## DIRECTION:
Count the lines in the records below that contain the string "bridge", treating uppercase and lowercase letters as different. Give only the number.

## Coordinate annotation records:
━━━━━━━━━━━━━━━━━━━━

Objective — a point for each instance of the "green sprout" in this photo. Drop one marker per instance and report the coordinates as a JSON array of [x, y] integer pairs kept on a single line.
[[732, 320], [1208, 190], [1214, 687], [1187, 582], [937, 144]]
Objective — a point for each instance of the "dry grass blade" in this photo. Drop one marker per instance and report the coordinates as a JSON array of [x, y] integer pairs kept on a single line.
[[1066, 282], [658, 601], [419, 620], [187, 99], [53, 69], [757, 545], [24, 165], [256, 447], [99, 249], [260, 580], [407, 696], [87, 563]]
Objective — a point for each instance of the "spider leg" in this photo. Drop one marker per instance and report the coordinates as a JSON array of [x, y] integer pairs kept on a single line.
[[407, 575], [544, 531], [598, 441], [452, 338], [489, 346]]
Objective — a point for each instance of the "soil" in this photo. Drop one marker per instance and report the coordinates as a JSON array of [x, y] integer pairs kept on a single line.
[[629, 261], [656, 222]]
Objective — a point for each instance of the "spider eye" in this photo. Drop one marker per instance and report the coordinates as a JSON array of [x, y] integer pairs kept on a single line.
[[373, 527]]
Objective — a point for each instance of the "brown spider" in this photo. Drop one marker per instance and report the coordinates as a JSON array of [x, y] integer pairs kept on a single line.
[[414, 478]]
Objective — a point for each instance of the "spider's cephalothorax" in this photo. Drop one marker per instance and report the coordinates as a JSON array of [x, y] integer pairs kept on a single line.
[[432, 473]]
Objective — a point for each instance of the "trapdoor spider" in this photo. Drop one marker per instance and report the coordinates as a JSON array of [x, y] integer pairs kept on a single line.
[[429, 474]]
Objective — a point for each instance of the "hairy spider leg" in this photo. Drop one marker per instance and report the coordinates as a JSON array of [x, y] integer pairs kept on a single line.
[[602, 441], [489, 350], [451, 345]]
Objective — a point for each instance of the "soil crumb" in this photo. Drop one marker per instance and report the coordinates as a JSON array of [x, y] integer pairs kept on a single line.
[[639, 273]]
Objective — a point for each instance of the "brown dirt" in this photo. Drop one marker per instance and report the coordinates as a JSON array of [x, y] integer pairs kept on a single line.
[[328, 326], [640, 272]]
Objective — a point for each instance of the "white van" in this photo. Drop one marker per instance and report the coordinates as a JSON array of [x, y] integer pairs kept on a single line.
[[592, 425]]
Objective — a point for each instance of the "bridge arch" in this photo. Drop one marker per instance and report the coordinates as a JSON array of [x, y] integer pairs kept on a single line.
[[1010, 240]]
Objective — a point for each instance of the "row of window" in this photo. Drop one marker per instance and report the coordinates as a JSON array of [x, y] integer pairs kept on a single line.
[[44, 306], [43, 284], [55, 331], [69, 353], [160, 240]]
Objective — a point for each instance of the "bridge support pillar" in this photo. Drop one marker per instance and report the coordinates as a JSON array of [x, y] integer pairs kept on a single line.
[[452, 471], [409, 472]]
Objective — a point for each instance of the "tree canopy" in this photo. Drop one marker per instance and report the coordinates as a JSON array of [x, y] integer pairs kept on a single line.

━━━━━━━━━━━━━━━━━━━━

## PROBLEM SOLUTION:
2